### Data extract

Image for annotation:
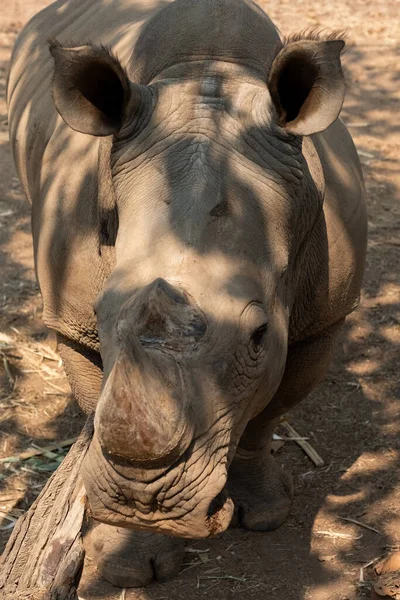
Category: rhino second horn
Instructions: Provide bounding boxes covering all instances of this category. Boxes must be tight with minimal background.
[135,278,207,352]
[95,336,193,466]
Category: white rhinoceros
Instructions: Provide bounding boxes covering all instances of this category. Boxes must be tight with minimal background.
[8,0,366,586]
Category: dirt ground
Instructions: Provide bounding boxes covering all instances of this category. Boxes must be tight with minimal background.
[0,0,400,600]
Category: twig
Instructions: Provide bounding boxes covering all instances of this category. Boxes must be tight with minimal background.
[281,421,325,467]
[0,437,78,464]
[359,554,385,583]
[198,575,247,582]
[3,354,15,386]
[45,379,69,395]
[313,531,362,540]
[339,517,382,536]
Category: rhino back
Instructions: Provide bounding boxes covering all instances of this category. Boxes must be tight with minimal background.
[7,0,166,349]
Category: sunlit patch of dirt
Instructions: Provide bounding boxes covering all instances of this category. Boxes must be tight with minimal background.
[0,0,400,600]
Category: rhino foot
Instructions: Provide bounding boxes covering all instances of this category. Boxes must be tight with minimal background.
[228,448,293,531]
[85,524,185,588]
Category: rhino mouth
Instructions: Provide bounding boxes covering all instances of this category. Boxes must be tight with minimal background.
[82,435,234,539]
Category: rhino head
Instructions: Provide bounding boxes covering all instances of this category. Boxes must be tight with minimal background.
[51,2,344,538]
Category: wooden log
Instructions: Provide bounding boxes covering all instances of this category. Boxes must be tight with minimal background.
[0,417,93,600]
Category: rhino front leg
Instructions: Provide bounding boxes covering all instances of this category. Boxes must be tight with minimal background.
[84,523,185,588]
[228,319,344,531]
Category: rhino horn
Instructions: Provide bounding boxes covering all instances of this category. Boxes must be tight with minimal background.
[136,278,207,351]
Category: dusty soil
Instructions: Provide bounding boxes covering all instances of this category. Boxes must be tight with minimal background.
[0,0,400,600]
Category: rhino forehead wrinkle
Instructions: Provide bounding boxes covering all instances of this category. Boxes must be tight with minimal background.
[8,0,366,587]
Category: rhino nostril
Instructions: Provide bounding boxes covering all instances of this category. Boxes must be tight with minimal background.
[207,488,228,519]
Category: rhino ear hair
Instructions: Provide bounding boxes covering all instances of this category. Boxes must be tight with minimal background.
[49,41,141,136]
[268,39,345,135]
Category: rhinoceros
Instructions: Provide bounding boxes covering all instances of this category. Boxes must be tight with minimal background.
[8,0,366,586]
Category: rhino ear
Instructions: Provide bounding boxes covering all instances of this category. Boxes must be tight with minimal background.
[268,39,345,135]
[50,41,142,136]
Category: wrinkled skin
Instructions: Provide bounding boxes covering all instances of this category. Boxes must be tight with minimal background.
[8,0,366,586]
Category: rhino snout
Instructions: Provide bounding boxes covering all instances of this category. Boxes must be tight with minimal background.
[95,338,194,466]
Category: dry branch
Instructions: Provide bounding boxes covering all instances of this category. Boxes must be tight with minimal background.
[0,418,93,600]
[0,437,79,464]
[280,421,325,467]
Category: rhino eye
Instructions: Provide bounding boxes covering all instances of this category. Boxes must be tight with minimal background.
[251,323,268,350]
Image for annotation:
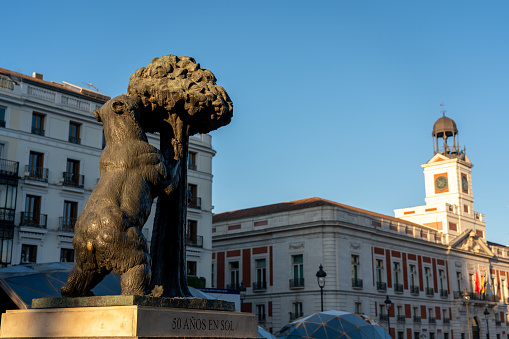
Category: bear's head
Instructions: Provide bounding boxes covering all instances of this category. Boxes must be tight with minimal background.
[94,94,147,145]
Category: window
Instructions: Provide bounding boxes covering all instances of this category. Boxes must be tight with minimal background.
[187,261,197,276]
[26,151,44,181]
[64,159,84,188]
[60,200,78,232]
[60,248,74,262]
[21,194,41,226]
[456,272,462,292]
[0,106,7,127]
[352,255,359,286]
[290,302,304,321]
[69,121,81,144]
[210,264,216,288]
[355,302,362,314]
[253,259,267,290]
[32,113,44,135]
[290,254,304,287]
[256,304,265,322]
[187,184,201,209]
[227,261,240,290]
[21,244,37,264]
[187,152,197,171]
[187,219,198,247]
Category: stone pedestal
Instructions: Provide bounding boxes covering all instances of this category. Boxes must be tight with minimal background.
[0,296,258,338]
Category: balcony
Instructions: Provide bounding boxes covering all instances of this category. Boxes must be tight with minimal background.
[226,283,240,290]
[392,284,403,293]
[19,212,48,228]
[32,127,44,136]
[352,278,362,289]
[187,234,203,248]
[63,172,85,188]
[290,278,304,288]
[0,159,19,177]
[376,281,387,292]
[25,165,48,182]
[187,197,201,210]
[58,217,76,232]
[253,281,267,291]
[0,208,16,225]
[69,135,81,145]
[290,312,304,321]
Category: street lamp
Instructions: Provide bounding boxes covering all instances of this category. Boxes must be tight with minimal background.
[239,280,246,312]
[463,287,472,339]
[484,307,490,339]
[384,294,392,335]
[316,264,327,312]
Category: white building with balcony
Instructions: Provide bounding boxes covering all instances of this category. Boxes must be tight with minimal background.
[0,68,215,286]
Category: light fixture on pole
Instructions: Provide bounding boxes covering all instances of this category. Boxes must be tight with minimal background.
[316,264,327,312]
[239,280,246,312]
[463,287,472,339]
[384,294,392,335]
[484,307,490,339]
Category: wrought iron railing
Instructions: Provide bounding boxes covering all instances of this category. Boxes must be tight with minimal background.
[187,234,203,248]
[19,212,48,228]
[25,165,48,182]
[253,281,267,291]
[69,135,81,145]
[290,312,304,321]
[290,278,304,288]
[352,278,362,288]
[63,172,85,188]
[376,281,387,292]
[58,217,76,232]
[0,159,19,177]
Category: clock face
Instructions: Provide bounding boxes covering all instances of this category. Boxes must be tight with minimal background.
[435,176,447,191]
[461,177,468,192]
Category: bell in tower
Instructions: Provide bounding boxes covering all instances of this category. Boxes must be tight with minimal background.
[432,112,463,158]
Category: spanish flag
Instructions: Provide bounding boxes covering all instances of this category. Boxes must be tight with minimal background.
[475,271,481,294]
[481,272,486,294]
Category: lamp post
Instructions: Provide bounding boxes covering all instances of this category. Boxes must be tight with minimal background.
[384,294,392,335]
[463,287,472,339]
[484,307,490,339]
[239,280,246,312]
[316,264,327,312]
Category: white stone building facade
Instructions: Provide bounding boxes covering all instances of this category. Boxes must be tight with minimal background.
[212,115,509,339]
[0,68,215,286]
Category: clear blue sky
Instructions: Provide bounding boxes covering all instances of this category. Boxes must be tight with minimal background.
[0,0,509,244]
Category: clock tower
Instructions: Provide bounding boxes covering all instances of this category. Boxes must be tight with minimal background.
[394,112,486,239]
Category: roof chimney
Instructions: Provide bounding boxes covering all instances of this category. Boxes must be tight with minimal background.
[32,72,44,80]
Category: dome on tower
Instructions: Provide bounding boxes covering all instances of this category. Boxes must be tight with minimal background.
[433,114,458,138]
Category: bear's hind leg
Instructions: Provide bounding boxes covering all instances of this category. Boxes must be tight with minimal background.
[60,263,110,297]
[120,264,151,295]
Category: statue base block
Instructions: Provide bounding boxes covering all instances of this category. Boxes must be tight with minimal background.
[0,296,254,339]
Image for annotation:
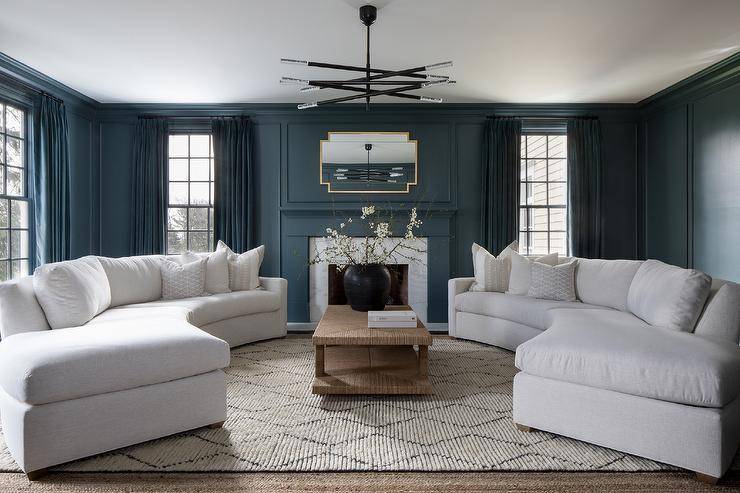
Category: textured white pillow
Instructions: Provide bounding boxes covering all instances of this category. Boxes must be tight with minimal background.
[98,255,162,306]
[216,240,265,291]
[33,257,110,329]
[527,260,578,301]
[506,252,558,295]
[180,250,231,294]
[470,241,519,293]
[161,258,208,300]
[627,260,712,332]
[694,282,740,344]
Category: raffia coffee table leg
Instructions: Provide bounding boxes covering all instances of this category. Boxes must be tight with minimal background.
[419,346,429,377]
[316,346,326,377]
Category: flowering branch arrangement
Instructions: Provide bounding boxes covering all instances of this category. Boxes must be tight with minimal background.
[309,205,425,269]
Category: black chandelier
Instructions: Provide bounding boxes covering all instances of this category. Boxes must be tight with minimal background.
[280,5,455,110]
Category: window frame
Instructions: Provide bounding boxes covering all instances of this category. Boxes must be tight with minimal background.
[0,94,38,282]
[517,128,570,256]
[165,128,215,255]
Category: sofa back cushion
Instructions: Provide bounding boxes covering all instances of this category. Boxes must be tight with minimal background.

### Request
Please copy the lines from the one with "Category: rhinoceros" up to and including the one with "[50,41,142,136]", keeping every character as it is.

### Exercise result
Category: rhinoceros
Instructions: Provide bounding boxes covering all instances of this category. Boxes must be tight with minimal background.
[8,0,366,586]
Category: rhino ear
Instructions: Provide bounding boxes covering all instances of this category. Boxes must be tight with minimal background.
[268,39,345,135]
[50,41,142,136]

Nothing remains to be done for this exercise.